• _Prompt_
Return each line of the items below that contains the word "kindly".

• _Record set_
════════

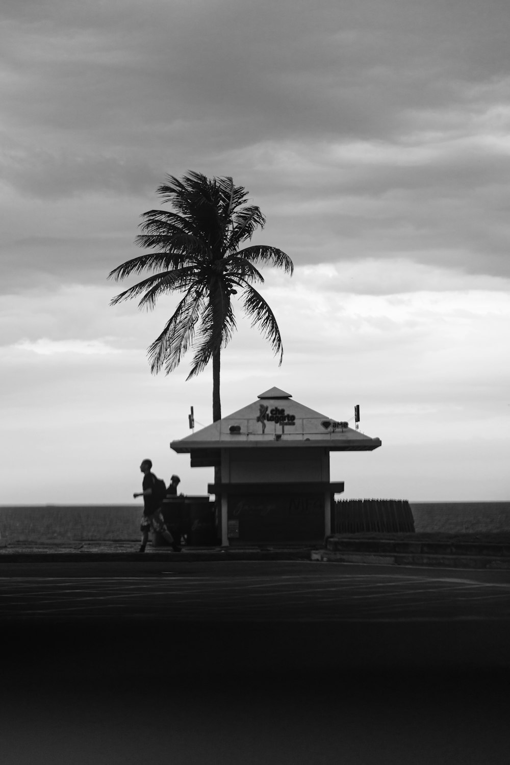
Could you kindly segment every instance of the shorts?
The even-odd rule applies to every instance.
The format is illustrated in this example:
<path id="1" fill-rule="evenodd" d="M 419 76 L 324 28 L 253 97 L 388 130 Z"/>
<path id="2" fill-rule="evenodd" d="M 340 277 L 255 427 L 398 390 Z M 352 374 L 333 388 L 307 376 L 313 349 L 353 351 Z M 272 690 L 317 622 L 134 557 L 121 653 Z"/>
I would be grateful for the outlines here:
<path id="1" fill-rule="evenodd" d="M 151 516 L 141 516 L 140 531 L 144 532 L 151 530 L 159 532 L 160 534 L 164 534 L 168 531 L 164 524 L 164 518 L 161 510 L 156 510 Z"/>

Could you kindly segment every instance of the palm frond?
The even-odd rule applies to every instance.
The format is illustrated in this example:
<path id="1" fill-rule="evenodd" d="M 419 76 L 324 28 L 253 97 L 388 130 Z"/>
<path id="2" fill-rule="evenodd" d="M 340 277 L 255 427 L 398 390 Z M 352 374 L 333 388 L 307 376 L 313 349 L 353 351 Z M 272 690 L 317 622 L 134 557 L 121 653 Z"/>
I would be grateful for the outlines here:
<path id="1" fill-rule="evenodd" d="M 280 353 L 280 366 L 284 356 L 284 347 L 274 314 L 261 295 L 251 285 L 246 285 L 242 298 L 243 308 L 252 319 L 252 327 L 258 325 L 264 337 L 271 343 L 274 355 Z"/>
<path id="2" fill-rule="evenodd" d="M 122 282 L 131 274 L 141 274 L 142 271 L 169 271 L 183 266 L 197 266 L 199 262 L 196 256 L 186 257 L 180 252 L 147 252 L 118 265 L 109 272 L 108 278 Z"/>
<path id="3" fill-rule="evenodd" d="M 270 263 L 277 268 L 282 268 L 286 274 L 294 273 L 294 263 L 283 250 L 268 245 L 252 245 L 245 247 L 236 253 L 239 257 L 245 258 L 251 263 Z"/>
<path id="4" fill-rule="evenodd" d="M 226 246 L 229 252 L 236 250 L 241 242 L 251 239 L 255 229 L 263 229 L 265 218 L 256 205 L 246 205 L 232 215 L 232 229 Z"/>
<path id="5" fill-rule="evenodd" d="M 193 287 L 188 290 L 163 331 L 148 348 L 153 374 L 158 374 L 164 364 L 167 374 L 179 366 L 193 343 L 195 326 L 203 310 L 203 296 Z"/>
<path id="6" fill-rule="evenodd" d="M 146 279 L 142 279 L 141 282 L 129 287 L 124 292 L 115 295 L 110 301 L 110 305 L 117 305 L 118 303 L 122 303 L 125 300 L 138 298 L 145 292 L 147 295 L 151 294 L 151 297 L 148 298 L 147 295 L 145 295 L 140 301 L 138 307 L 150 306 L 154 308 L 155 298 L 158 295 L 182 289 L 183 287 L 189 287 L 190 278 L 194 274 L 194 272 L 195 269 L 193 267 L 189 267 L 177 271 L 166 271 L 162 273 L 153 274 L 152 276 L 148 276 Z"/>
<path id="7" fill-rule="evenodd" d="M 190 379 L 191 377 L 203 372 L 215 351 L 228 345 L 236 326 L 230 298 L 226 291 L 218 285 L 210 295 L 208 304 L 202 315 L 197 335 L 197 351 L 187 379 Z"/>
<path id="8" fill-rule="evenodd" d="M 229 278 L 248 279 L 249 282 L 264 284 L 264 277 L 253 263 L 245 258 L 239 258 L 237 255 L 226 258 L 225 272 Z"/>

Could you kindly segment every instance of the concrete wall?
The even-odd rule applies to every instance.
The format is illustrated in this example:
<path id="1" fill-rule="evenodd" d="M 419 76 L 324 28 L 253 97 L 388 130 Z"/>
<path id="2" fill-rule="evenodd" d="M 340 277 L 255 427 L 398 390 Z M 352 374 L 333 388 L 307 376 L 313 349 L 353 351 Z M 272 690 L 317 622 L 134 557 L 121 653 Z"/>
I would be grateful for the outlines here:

════════

• _Correct result_
Could you kindly segment every instance of the shorts?
Could you kindly segment every instance of the palm frond?
Could you kindly segment every instance of the concrete wall?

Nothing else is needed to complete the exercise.